Short task: Copy the following lines word for word, keeping each one unchanged.
#### Data provided
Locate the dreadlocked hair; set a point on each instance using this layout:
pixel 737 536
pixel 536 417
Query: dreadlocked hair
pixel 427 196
########
Exercise output:
Locate the dreadlocked hair; set a point on each instance using this layout:
pixel 737 536
pixel 536 417
Query: dreadlocked hair
pixel 427 196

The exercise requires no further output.